▶ _Problem to work on_
In the Velodyne forum thread below, transcribe the passage word for word, starting with "Looks like there" and going on through "replaced the HGS-18.".

▶ _Extract provided_

# Velodyne goes Internet Direct



## eugovector (Sep 4, 2006)

News just broke, Velodyne drops its reps and becomes Internet Direct. I'm leaning this is good for Velodyne and consumers, but they will have to work hard to differentiate themselves in the market. What do you think?

Via RHTI via Audioholics: http://realht.info/post/8388963899/velodyne-subs-fires-reps-sells-direct-online


----------



## sub_crazy (Nov 17, 2007)

Looks like there not selling every product on-line: http://www.velodyne.com/vshop/shop.aspx

I think the only way it makes sense to bring the rest of the line to the net rather than through retailer's is to lower there prices. I used to be a big fan of Velodyne but as other caught up and even surpassed them there prices still remained wayyyyyy too high. I had a HGS-18 which was a very good sub but at a retail price of $3,000 was destoyed SQ wise by the JL Audio F113 and SPL wise couldn't touch the Earthquake Supernova MK-IV 15" which eventually replaced the HGS-18.

I think Velodyne has rested on there past success for way to long. They need to either design new ground breaking subs or drop the price on there entire line to reflect there place in the market today. I have seen the guts of a HGS-18 and hear the DD line is the same, if they spend $500 to put together those subs I would be shocked. The enclosures are not even braced, it is just a box I could put together in my garage in an hour, a joke.

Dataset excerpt
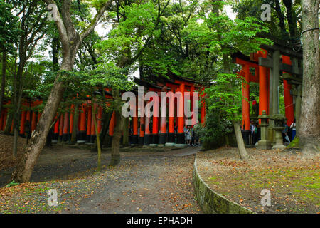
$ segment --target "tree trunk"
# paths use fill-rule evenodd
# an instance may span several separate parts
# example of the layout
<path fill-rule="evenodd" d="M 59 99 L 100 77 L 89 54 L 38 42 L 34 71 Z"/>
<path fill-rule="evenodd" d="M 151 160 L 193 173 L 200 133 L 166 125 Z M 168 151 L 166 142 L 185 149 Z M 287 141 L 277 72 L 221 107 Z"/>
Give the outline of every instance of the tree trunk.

▶ _Correct result_
Looks like there not selling every product on-line: http://www.velodyne.com/vshop/shop.aspx

I think the only way it makes sense to bring the rest of the line to the net rather than through retailer's is to lower there prices. I used to be a big fan of Velodyne but as other caught up and even surpassed them there prices still remained wayyyyyy too high. I had a HGS-18 which was a very good sub but at a retail price of $3,000 was destoyed SQ wise by the JL Audio F113 and SPL wise couldn't touch the Earthquake Supernova MK-IV 15" which eventually replaced the HGS-18.